-- start Source data --

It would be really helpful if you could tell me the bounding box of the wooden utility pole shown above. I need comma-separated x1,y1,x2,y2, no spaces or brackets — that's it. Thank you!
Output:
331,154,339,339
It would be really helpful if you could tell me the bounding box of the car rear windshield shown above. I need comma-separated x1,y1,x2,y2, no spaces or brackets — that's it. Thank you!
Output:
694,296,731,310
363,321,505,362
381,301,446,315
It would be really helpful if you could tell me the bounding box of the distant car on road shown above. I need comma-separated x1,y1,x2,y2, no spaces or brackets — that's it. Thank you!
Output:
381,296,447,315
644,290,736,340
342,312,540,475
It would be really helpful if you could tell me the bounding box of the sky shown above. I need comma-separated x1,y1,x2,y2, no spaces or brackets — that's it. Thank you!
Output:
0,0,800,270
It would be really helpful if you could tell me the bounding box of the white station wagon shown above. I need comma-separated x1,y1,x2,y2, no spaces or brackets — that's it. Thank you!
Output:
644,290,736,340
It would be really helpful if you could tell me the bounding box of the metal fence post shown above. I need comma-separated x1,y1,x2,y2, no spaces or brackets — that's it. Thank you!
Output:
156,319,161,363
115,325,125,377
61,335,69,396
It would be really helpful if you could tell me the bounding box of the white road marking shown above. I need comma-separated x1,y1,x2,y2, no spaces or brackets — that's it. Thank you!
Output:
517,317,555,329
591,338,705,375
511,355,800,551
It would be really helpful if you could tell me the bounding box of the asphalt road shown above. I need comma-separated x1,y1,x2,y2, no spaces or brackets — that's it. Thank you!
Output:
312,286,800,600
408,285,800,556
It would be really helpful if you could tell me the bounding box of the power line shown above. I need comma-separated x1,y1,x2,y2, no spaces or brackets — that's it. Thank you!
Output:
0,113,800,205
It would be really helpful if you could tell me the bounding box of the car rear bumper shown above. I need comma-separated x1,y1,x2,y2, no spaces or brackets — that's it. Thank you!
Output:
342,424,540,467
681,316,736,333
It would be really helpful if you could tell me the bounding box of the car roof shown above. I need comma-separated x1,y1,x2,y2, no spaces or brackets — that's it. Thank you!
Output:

-- end Source data --

**The exercise:** Reproduce all of the data above verbatim, line for line, without changing anything.

**Full output:**
It would be really helpful if you could tell me the bounding box of the wooden utility pole shown above. I need comma-separated x1,y1,x2,y2, no spaces or brackets — that's it. Thank you!
Output:
331,154,339,339
It would be really helpful if you could tell me the bounding box of the car rear windshield shown above. I need comma-separated x1,y1,x2,y2, no spaces or brackets — that's it. Thank you!
Output:
694,296,731,310
363,321,505,362
381,301,446,315
It would be really helpful if you could tell me the bounding box of the distant car on road shown above. I need comma-separated x1,y1,x2,y2, no spaces or brackets — that's it. Thank you!
Output:
381,296,447,315
644,290,736,340
342,312,540,475
It would be really helpful if you could tell me the bounding box of the sky shown above. I need comma-separated x1,y1,x2,y2, no spaces or brackets — that's it. Thank you!
Output:
0,0,800,270
It would be really helpful if you could tell me the bounding box of the white station wagon shown above. I need comma-separated x1,y1,x2,y2, no spaces or brackets — that's it. Thank you!
Output:
644,290,736,340
It would be really helpful if you could tell me the bounding box of the metal fence post shown above. I need comma-separated x1,y1,x2,y2, no spaces or brackets — that's it. Thank you!
Output:
156,319,161,363
115,325,125,377
61,335,69,396
It would be really helpful if you could tell me the bounding box of the white road marking shown above. I need comma-separated x1,y1,x2,y2, no spaces or brackets — that's it. Thank you!
Output:
517,317,555,329
591,338,705,375
511,355,800,551
It would be really helpful if you could tell me the bounding box of the asphalt road shown above. I need comma-separated x1,y1,x2,y2, no spaces or brackets — that's it. Thank you!
Output:
312,286,800,600
408,285,800,556
It would be really helpful if you could tell me the bounding box of the power line shown above. I need comma-separated x1,y1,x2,y2, no spaces or brackets — that's it. Thank you!
Output:
0,113,800,205
It would be really helpful if you could tell me the bounding box of the car rear bumper shown above. I need comma-separated x1,y1,x2,y2, no spaces or brackets — that's it. Thank you!
Output:
342,424,540,467
681,316,736,333
It would be really helpful if you could tell me the bounding box of the car roof shown above. I need comma-separated x1,y1,x2,y2, no spaces or brackets — that's it. Thank you!
Output:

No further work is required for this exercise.